● **Exercise goal**: Using the entries that follow, write out the line containing "The pointer SHOULD return, for each instance of the wooden beam", the line containing "the yellow ladder", and every line between them, exactly and nothing else.

+-------+

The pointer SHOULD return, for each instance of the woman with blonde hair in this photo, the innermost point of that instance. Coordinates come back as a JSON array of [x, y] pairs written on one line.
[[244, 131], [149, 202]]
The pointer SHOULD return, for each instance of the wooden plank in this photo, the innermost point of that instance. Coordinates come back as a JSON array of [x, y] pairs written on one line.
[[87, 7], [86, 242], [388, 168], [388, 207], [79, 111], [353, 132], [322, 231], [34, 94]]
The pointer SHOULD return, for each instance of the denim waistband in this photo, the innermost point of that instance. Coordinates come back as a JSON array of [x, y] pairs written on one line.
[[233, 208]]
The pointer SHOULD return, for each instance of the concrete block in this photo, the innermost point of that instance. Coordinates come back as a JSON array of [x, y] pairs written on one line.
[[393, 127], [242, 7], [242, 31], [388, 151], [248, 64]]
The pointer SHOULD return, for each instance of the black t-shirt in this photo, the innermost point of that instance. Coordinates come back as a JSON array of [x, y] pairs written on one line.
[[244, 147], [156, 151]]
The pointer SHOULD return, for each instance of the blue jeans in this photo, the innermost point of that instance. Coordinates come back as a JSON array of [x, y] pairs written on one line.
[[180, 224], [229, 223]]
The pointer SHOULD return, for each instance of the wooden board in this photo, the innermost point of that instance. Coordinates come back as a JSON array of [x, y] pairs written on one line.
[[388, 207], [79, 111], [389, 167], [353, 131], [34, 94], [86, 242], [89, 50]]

+-------+

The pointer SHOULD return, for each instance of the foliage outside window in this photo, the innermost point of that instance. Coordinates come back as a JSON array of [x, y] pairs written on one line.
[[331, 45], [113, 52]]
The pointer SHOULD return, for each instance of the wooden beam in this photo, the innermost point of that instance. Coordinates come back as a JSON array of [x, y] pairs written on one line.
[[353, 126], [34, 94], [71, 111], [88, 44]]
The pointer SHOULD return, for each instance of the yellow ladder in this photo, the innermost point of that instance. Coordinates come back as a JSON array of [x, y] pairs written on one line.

+-------+

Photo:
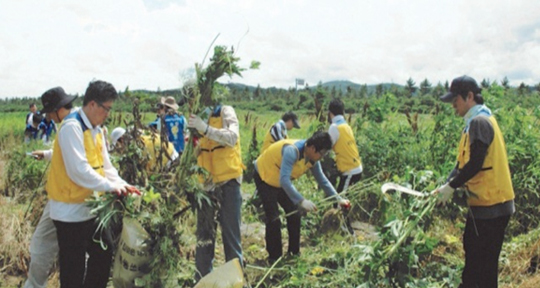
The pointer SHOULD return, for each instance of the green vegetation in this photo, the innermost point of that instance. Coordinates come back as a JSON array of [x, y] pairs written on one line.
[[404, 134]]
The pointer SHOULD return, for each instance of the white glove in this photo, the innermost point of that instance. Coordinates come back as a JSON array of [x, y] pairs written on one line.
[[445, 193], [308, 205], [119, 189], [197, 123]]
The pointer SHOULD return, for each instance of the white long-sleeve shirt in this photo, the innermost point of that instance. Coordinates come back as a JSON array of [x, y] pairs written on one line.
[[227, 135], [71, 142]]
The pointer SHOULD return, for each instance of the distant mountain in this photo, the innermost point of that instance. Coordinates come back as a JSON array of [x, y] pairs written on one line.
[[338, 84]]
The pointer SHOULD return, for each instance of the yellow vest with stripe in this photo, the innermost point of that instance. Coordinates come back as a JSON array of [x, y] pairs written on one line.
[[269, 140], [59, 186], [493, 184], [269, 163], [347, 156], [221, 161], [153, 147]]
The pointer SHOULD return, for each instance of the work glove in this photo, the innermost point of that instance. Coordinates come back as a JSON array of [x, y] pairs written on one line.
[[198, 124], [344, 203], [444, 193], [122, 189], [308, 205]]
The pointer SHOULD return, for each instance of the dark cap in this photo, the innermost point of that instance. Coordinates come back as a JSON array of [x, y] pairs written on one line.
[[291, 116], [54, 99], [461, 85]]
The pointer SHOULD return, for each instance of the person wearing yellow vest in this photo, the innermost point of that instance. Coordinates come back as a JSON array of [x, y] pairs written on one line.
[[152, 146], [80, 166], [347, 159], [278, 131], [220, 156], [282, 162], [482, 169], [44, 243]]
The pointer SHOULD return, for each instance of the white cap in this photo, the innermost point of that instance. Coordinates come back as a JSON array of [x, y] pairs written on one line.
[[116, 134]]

+-------+

● **Solved exercise**:
The pointer SHOULD return, for each instance of the wooden beam in this photo, the innermost point of that instance. Coordinates come back as a JSON array of [x, y] pairs written on one line.
[[353, 126], [34, 94], [71, 111], [88, 44]]
The pointer SHOULD return, for each instance of the yellow ladder in this photo, the innermost point of that instance. Coordinates come back as a JSON array of [x, y] pairs written on one line.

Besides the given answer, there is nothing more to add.